__Task to carry out__
Reproduce the data in full, exactly as it appears.
- Opening Delimiter -
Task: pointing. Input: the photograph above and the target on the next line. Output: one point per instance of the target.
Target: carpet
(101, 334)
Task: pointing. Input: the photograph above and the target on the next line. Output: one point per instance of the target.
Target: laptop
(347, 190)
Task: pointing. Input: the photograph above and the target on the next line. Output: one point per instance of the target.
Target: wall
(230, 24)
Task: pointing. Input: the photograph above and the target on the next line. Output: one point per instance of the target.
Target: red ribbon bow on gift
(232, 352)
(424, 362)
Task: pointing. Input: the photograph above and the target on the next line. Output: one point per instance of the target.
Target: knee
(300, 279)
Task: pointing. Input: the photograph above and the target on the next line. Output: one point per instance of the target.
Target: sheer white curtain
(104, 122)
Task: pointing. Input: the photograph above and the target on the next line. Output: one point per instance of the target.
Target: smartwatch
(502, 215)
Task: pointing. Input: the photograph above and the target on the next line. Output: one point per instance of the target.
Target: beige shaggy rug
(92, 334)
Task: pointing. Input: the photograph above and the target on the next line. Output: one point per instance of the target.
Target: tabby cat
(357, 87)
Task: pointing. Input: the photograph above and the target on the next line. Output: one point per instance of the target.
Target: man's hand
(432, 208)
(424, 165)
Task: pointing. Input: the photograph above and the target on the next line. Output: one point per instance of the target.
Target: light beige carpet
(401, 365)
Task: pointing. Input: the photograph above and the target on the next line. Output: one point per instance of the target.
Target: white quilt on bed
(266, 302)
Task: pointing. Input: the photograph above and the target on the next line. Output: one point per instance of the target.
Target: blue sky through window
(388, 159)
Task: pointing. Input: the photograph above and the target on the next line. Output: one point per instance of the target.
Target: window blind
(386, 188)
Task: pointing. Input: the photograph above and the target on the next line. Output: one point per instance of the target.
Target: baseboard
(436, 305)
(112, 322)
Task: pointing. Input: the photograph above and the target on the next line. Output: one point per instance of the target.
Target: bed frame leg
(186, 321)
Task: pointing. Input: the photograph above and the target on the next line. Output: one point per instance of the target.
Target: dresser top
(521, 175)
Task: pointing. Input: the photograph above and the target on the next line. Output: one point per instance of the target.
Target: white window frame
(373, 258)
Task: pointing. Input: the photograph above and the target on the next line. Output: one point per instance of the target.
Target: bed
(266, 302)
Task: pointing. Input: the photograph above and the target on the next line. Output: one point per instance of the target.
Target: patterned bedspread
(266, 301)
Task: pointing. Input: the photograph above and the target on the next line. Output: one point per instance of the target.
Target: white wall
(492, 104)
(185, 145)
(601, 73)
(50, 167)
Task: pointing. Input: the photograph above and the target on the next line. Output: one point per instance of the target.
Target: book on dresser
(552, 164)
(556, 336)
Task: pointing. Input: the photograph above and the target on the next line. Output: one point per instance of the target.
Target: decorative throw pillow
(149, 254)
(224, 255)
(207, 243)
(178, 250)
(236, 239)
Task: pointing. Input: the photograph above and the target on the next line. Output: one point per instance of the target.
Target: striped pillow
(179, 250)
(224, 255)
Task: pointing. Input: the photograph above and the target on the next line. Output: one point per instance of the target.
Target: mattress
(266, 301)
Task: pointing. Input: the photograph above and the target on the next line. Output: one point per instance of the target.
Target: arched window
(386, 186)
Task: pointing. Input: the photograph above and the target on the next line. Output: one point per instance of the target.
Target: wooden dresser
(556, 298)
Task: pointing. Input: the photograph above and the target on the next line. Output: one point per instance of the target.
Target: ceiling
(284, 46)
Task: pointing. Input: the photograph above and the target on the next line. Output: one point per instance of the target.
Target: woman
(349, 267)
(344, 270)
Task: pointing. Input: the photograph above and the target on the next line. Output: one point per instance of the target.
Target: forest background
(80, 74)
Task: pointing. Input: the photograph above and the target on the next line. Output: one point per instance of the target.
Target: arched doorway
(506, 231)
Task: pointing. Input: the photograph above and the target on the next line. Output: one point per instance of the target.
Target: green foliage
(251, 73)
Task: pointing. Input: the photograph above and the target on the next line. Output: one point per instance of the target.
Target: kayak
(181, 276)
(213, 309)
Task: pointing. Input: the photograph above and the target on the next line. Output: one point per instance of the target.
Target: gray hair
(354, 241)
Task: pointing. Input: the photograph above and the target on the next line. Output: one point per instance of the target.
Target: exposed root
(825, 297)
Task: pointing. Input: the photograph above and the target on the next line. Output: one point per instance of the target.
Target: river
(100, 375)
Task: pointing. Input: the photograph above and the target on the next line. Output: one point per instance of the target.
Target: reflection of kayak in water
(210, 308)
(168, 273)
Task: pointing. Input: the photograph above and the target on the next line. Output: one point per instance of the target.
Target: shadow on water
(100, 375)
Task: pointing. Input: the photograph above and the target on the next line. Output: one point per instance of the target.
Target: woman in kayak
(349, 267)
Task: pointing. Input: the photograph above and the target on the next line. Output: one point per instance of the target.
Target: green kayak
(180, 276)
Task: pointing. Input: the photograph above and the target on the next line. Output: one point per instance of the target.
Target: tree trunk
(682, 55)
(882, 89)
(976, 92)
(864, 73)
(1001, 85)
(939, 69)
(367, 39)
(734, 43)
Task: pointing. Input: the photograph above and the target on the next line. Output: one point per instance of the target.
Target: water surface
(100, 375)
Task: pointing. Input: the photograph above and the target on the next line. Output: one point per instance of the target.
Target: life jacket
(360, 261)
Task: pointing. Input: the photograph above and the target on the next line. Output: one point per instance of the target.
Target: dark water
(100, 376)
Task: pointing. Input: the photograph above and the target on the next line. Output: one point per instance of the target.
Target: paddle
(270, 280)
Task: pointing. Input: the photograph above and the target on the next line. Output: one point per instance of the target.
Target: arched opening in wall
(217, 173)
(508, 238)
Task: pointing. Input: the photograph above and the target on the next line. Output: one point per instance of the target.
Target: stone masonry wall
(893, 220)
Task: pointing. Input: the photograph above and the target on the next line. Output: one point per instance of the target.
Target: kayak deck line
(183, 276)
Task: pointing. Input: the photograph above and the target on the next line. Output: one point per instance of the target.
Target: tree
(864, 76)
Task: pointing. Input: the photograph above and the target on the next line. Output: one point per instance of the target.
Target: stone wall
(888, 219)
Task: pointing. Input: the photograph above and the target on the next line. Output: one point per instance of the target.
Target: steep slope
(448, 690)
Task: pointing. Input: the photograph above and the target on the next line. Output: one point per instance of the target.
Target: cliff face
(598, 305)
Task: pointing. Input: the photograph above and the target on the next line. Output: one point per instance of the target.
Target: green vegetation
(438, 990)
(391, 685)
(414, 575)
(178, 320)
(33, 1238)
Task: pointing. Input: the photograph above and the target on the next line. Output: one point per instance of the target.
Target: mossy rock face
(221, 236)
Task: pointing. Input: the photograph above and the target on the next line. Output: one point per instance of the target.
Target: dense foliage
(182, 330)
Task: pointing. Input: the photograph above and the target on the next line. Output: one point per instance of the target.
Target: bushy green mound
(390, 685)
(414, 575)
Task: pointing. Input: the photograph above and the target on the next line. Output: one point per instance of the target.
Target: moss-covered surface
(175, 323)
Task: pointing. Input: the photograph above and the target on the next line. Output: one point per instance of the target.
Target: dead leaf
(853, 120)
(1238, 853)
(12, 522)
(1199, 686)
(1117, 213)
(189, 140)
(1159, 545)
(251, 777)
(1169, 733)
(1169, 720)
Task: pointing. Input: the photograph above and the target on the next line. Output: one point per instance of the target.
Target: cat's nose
- Closing Delimiter -
__Solved problem__
Task: pointing. Input: the photograph above and the target on the next line. Output: one point per instance of the target.
Target: carpet
(101, 334)
Task: pointing. Input: the photograph above and the target on the next line. Output: one point per instance of the target.
Target: laptop
(347, 190)
Task: pointing. Input: the photograph above and the target on the next line. Output: one point per instance of the target.
Target: wall
(230, 24)
Task: pointing. Input: the photograph above and the target on the next line. Output: one point per instance of the target.
Target: red ribbon bow on gift
(232, 352)
(424, 362)
Task: pointing. Input: the photograph above and the target on the next line. Output: one point per instance of the target.
Target: knee
(300, 279)
Task: pointing. Input: the photograph above and the target on the next line. Output: one point per instance of the target.
Target: sheer white curtain
(104, 122)
Task: pointing. Input: the photograph above and the target on the next line. Output: one point per instance of the target.
Target: smartwatch
(502, 215)
Task: pointing. Input: the photograph above and the target on the next line. Output: one point per instance of the target.
Target: beige shaggy rug
(92, 334)
Task: pointing. Input: the photograph above and the target on the next line. Output: one point per instance of the target.
Target: tabby cat
(357, 87)
Task: pointing. Input: the photograph above and the target on the next line. Output: one point per instance of the target.
Target: man's hand
(432, 208)
(424, 165)
Task: pointing. Input: the photograph above and the target on the next line. Output: one point per instance of the target.
Target: light beige carpet
(401, 365)
Task: pointing. Input: the photograph above and the target on the next line. Output: one point per instance of the target.
Target: white quilt on bed
(266, 302)
Task: pointing. Input: the photograph above and the target on the next line. Output: one point per instance of the target.
Target: blue sky through window
(388, 159)
Task: pointing. Input: the photograph above and the target on the next line. Output: one point per instance of the target.
Target: window blind
(386, 188)
Task: pointing. Input: the photograph above and the target on the next line. Output: one point per instance of the target.
Target: baseboard
(436, 305)
(112, 322)
Task: pointing. Input: the photograph above and the target on the next line. Output: one point per instance of the target.
Target: bed frame leg
(186, 321)
Task: pointing. Input: the photograph above and the target on the next line. Output: one point per instance of the target.
Target: dresser top
(521, 175)
Task: pointing. Input: the photograph above and the target on the next line. Output: one point per instance of the target.
Target: white window frame
(373, 258)
Task: pointing. Input: the photograph above and the target on the next line. Output: one point per instance of the target.
Target: bed
(266, 302)
Task: pointing. Input: the photograph above and the target on the next line. Output: one point per instance of the target.
Target: patterned bedspread
(266, 301)
Task: pointing. Input: the photograph above and the target on the next line. Output: one point per instance of the target.
Target: white wall
(492, 104)
(185, 145)
(601, 73)
(50, 167)
Task: pointing. Input: the photograph above and the target on the next line. Output: one point per instance of the target.
Target: book on dresser
(552, 164)
(556, 336)
Task: pointing. Input: the photograph above and the target on the next line. Output: one point per instance of the target.
Target: decorative throw pillow
(149, 254)
(224, 255)
(207, 243)
(178, 250)
(236, 239)
Task: pointing. Input: the photograph above and the target on the next line. Output: one point per instance of the target.
Target: striped pillow
(179, 250)
(224, 255)
Task: pointing. Input: the photograph above and the target on the next line. Output: one point per instance of the target.
Target: mattress
(266, 301)
Task: pointing. Input: the photograph above and the target on the next line. Output: one point per instance of the target.
Target: arched window
(386, 186)
Task: pointing. Input: the photograph above and the target on the next line. Output: one point per instance of the target.
Target: wooden dresser
(556, 298)
Task: pointing. Input: the photograph above and the target on the next line. Output: one point per instance of the target.
Target: ceiling
(284, 46)
Task: pointing. Input: the photograph above and the target on the next line. Output: one point per instance of the target.
Target: woman
(349, 267)
(344, 270)
Task: pointing. Input: the photograph above and the target on the next line. Output: one point per instance of the target.
Target: forest background
(80, 74)
Task: pointing. Input: the photograph above and the target on the next line. Output: one point per instance of the target.
Target: arched doorway
(506, 231)
Task: pointing. Input: the photograph above and the target on the next line. Output: one point per instance of the target.
Target: green foliage
(251, 73)
Task: pointing. Input: the photograph above and the target on the next line. Output: one point per instance of the target.
Target: kayak
(181, 276)
(213, 309)
Task: pointing. Input: the photograph above and the target on the next line. Output: one point per instance of the target.
Target: gray hair
(354, 241)
Task: pointing. Input: the photograph above and the target on the next line. Output: one point per instance of the target.
Target: exposed root
(825, 297)
Task: pointing. Input: the photograph above and the target on the next line. Output: one point per instance of the target.
Target: river
(100, 375)
Task: pointing. Input: the photograph above and the target on the next line. Output: one point per instance of the target.
Target: reflection of kayak in water
(210, 308)
(168, 273)
Task: pointing. Input: the photograph above and the target on the next line. Output: one point per instance of the target.
Target: shadow on water
(100, 375)
Task: pointing. Input: the photograph above and the target on the next line. Output: one point per instance of the target.
Target: woman in kayak
(349, 267)
Task: pointing. Input: the photograph above and the target on the next line. Output: one point per instance of the target.
Target: green kayak
(180, 276)
Task: pointing. Input: the photograph above and the target on the next line. Output: one point per instance of the target.
Target: tree trunk
(682, 55)
(882, 89)
(976, 92)
(864, 73)
(1001, 85)
(939, 69)
(367, 39)
(734, 43)
Task: pointing. Input: the photograph above and the target on the next line. Output: one point per instance of the target.
Target: water surface
(100, 375)
Task: pointing. Input: the photograph above and the target on the next line. Output: one point per instance of the target.
Target: life jacket
(360, 261)
Task: pointing. Input: the photograph above and the target on the next line. Output: one point per instance of the target.
Target: dark water
(100, 376)
Task: pointing. Input: the photograph above and the target on the next line. Output: one point per instance of the target.
Target: paddle
(270, 280)
Task: pointing. Input: the photograph above and the target on the next line. Output: one point per instance of the target.
Target: arched opening in wall
(217, 173)
(508, 238)
Task: pointing. Input: the photograph above and the target on the next line. Output: one point per instance of the target.
Target: stone masonry wall
(893, 220)
Task: pointing. Input: the photograph above and the target on the next line. Output: one point per instance of the target.
Target: kayak deck line
(183, 276)
Task: pointing. Input: the photograph above and the target on the next line. Output: one point per instance of the target.
Target: tree
(864, 76)
Task: pointing. Input: the photograph above and the target on the next line. Output: one point per instance of the target.
Target: stone wall
(888, 219)
Task: pointing. Input: the photograph above and the target on the next line. Output: one point per instance of the target.
Target: steep slope
(448, 690)
Task: pointing. Input: the photograph above and the target on the next line. Output: one point per instance of the target.
Target: cliff face
(598, 305)
Task: pointing. Input: the photograph above and the target on the next line. Output: one point per instance of the target.
Target: green vegetation
(438, 990)
(391, 685)
(414, 575)
(178, 320)
(33, 1238)
Task: pointing. Input: the photograph above and the target on the next line. Output: one point per instance of the target.
Target: mossy rock face
(221, 236)
Task: pointing. Input: the photograph above and the target on the next line. Output: one point per instance of the target.
Target: dense foliage
(182, 330)
Task: pointing. Input: the photograph above and the target on the next line. Output: one point per instance of the target.
Target: bushy green mound
(390, 685)
(414, 575)
Task: pointing. Input: the photograph above and the target on the next line. Output: one point per instance of the target.
Target: moss-covered surface
(175, 323)
Task: pointing. Input: the photograph above and the target on the next line. Output: one point per instance of the target.
Target: dead leaf
(853, 120)
(1238, 853)
(12, 522)
(1199, 686)
(1117, 213)
(189, 140)
(1159, 545)
(251, 777)
(1169, 733)
(1169, 720)
Task: pointing. Input: the photograph above and the target on the next line. Output: one point per instance of the target.
Target: cat's nose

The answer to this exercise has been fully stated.